Dataset entries:
*****

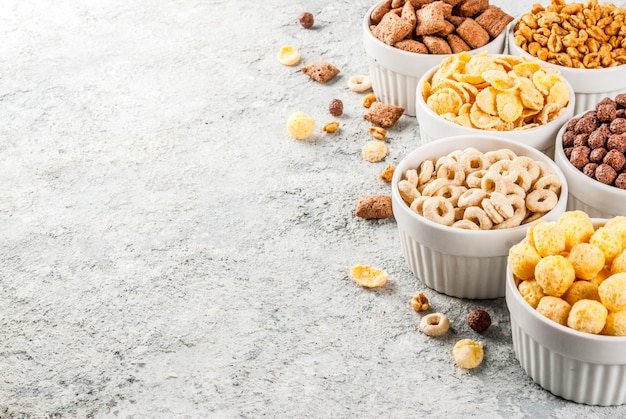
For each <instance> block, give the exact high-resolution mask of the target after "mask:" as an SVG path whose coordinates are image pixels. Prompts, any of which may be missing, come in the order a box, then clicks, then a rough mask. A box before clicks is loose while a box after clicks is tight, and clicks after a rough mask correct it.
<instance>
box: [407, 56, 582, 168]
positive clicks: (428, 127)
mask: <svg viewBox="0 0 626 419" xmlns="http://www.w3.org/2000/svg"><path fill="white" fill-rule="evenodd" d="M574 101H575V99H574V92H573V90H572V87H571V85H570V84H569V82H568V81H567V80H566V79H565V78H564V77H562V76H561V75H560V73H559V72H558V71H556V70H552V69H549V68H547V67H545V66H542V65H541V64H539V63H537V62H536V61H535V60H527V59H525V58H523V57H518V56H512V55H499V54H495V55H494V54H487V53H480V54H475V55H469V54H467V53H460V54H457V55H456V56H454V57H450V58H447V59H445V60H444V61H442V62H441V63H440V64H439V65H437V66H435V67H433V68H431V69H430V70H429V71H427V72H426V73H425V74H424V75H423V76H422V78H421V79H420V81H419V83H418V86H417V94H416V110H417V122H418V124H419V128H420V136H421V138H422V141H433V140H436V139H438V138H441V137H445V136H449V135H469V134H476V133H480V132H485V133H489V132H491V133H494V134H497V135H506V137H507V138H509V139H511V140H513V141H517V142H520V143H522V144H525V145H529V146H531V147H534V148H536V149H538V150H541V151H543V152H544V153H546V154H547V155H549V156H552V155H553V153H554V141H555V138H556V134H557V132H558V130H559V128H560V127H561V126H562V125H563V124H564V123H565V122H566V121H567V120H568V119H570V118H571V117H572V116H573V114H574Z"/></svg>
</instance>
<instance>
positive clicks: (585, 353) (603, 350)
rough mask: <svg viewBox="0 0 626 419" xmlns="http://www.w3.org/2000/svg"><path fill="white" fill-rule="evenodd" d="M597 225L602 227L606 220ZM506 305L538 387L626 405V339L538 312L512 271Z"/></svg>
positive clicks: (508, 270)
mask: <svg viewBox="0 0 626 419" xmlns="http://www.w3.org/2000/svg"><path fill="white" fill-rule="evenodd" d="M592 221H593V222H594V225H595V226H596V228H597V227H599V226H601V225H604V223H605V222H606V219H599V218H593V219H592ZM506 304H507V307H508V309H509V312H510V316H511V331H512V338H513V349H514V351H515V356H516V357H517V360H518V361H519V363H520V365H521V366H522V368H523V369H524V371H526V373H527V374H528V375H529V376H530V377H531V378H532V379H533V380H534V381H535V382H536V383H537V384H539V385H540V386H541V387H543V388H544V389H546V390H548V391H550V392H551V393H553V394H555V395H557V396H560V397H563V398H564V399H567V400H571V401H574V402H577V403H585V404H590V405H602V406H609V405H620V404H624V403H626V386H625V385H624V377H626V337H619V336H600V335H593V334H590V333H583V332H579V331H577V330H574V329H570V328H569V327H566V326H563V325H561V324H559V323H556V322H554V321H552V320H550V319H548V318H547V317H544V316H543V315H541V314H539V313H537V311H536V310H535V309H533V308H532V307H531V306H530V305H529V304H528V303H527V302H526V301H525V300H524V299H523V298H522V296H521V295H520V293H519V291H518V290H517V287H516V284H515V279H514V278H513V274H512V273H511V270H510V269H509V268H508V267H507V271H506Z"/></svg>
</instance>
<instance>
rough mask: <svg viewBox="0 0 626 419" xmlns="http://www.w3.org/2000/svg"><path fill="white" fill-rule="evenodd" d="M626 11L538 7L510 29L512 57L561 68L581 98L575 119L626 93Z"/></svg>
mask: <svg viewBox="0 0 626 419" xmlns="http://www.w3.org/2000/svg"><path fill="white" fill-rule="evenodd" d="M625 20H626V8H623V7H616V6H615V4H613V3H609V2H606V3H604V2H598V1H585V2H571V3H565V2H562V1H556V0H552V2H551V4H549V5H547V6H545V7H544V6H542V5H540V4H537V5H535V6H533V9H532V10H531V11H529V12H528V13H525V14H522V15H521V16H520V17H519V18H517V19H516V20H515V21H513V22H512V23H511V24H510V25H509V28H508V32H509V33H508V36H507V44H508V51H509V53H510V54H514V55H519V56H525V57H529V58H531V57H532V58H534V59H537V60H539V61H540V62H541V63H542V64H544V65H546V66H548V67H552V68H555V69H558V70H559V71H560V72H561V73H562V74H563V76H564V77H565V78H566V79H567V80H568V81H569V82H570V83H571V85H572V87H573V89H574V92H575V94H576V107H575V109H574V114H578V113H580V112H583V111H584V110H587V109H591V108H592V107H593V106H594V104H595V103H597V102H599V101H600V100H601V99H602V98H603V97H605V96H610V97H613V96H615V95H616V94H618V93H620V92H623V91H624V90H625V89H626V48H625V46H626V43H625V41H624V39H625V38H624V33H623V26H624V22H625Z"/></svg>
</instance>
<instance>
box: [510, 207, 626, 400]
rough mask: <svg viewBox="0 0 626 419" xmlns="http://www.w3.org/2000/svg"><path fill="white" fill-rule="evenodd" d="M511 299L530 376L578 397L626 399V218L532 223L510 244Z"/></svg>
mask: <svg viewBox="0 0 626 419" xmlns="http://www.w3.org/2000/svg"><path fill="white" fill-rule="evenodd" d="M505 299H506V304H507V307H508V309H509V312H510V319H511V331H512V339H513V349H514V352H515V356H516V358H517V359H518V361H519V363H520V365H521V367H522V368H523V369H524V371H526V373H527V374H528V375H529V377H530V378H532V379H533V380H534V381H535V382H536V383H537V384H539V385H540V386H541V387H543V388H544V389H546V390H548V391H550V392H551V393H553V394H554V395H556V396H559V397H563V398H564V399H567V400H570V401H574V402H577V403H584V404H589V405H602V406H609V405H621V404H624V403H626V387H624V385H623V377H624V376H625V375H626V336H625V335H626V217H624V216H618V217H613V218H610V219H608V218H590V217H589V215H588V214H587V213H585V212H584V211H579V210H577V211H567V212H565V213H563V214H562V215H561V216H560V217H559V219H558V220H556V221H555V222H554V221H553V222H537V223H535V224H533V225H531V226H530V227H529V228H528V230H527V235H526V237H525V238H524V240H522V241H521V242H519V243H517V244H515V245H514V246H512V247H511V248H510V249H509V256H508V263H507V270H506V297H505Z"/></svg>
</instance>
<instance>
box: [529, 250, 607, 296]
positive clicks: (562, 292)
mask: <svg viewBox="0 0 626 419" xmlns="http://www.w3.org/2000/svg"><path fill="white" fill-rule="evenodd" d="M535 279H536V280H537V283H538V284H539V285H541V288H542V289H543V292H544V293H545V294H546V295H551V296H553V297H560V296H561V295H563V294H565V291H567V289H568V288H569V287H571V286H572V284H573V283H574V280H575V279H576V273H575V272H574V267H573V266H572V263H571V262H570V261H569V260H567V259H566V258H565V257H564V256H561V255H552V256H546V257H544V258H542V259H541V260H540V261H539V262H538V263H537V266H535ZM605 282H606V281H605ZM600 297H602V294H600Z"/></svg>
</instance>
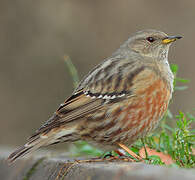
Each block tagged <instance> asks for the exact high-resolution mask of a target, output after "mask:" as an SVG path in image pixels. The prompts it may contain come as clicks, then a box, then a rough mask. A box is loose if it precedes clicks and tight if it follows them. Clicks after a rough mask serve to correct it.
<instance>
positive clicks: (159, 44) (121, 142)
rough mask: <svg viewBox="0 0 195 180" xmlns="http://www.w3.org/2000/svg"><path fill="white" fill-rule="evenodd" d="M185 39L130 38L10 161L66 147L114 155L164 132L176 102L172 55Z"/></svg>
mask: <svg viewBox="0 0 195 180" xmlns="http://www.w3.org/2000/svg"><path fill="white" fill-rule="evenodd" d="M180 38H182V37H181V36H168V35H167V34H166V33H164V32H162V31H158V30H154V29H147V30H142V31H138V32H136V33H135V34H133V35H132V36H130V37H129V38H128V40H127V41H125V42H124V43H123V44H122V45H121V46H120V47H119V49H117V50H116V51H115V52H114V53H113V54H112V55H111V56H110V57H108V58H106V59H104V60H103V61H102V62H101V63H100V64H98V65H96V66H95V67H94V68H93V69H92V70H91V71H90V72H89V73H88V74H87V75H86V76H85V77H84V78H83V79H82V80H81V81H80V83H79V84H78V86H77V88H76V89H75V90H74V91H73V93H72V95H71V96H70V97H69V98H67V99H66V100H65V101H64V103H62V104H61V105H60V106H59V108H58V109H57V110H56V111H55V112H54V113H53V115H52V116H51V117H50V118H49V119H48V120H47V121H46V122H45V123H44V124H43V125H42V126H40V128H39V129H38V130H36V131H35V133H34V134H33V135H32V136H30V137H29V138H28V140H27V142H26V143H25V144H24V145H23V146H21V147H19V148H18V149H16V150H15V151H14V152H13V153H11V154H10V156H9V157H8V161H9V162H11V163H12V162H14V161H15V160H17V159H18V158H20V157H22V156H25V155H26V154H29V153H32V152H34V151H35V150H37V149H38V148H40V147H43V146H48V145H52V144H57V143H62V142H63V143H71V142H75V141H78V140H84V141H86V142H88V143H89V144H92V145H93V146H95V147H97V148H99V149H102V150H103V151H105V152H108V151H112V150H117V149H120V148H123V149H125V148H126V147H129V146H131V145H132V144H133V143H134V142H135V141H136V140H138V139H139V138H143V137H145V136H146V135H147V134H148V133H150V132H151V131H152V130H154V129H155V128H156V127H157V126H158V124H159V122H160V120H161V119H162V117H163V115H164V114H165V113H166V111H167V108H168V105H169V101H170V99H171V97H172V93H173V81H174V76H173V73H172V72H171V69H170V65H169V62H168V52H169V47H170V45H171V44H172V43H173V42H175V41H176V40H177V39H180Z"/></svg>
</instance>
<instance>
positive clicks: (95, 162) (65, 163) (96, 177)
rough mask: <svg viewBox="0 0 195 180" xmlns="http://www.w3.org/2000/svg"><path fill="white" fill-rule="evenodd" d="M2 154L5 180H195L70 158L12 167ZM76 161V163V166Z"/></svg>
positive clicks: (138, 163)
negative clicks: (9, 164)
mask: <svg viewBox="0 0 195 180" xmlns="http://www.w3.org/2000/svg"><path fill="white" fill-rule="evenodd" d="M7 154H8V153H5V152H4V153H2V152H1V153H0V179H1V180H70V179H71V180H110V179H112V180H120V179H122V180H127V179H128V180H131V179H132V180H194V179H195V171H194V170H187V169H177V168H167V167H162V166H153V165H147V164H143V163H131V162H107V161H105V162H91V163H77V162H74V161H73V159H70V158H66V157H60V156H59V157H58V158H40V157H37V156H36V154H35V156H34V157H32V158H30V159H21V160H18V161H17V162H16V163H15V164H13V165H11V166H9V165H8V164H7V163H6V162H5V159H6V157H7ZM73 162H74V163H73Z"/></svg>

*****

WORK ITEM.
The required answer is the exact run of lines above starting at the line with "positive clicks: (159, 44) (121, 142)" and ending at the line with "positive clicks: (95, 162)", with both ends present.

THE ANSWER.
positive clicks: (159, 44) (121, 142)
rough mask: <svg viewBox="0 0 195 180" xmlns="http://www.w3.org/2000/svg"><path fill="white" fill-rule="evenodd" d="M185 39L130 38L10 161L66 147L114 155L164 132L176 102L172 55Z"/></svg>
mask: <svg viewBox="0 0 195 180" xmlns="http://www.w3.org/2000/svg"><path fill="white" fill-rule="evenodd" d="M180 38H182V37H181V36H168V35H167V34H166V33H164V32H162V31H158V30H154V29H147V30H142V31H138V32H136V33H135V34H133V35H132V36H130V37H129V38H128V40H127V41H125V42H124V43H123V44H122V45H121V46H120V47H119V49H117V50H116V51H115V52H114V53H113V54H112V55H111V56H110V57H108V58H106V59H104V60H103V61H102V62H101V63H100V64H98V65H96V66H95V67H94V68H93V69H92V70H91V71H90V72H89V73H88V74H87V75H86V76H85V77H84V78H83V79H82V80H81V81H80V83H79V84H78V86H77V88H76V89H75V90H74V91H73V93H72V95H71V96H70V97H69V98H67V99H66V100H65V101H64V103H62V104H61V105H60V106H59V108H58V109H57V110H56V111H55V112H54V113H53V115H52V116H51V117H50V118H49V119H48V120H47V121H46V122H45V123H44V124H43V125H42V126H40V128H39V129H38V130H36V131H35V133H34V134H33V135H32V136H30V137H29V138H28V140H27V142H26V143H25V144H24V145H23V146H21V147H19V148H18V149H16V150H15V151H14V152H13V153H11V154H10V156H9V157H8V161H9V162H11V163H12V162H14V161H15V160H17V159H18V158H20V157H22V156H25V155H26V154H29V153H32V152H34V151H35V150H37V149H38V148H40V147H43V146H48V145H52V144H57V143H62V142H63V143H71V142H75V141H78V140H84V141H86V142H88V143H89V144H92V145H93V146H95V147H97V148H99V149H102V150H103V151H105V152H108V151H112V150H117V149H120V148H123V149H125V148H126V147H129V146H131V145H132V144H133V143H134V142H135V141H136V140H138V139H139V138H143V137H145V136H146V135H147V134H148V133H150V132H151V131H152V130H154V129H155V128H156V127H157V126H158V124H159V122H160V120H161V119H162V117H163V115H164V114H165V113H166V111H167V108H168V105H169V101H170V99H171V97H172V93H173V81H174V76H173V73H172V72H171V69H170V65H169V62H168V52H169V47H170V45H171V44H172V43H173V42H175V41H176V40H177V39H180Z"/></svg>
</instance>
<instance>
positive clicks: (95, 162) (65, 163) (96, 177)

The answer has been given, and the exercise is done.